Task prompt: Turn every one of the items below into a JSON list of strings, with one string for each line and blank lines left out.

═══ Extracted data ═══

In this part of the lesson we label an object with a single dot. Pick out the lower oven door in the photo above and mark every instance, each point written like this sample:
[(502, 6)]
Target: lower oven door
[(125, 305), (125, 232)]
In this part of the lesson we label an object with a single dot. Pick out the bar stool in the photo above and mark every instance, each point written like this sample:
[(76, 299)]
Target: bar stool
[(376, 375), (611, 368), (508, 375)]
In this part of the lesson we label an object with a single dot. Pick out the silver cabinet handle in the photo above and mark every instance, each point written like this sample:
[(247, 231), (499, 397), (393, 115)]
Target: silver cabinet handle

═══

Result for this task:
[
  "In this part of the lesson we label an object with a single dot. Pick out the lower oven door in the photo above and mark every instance, each point written like this sample:",
  "[(502, 6)]",
  "Target: lower oven door",
  "[(125, 305), (125, 232)]",
  "In this part of the lesson we label an object with a single dot. Pick out the bar stool in the photo above and mark every instance, each point written like this sample:",
  "[(76, 299)]",
  "Target: bar stool",
  "[(376, 375), (611, 368), (508, 375)]",
  "In this part of the lesson we label an object with a single dot. Pick out the silver cabinet handle in the photo above and mark every instance, each point written like this sample:",
  "[(247, 231), (499, 397), (393, 115)]",
  "Target: silver cabinet handle"
]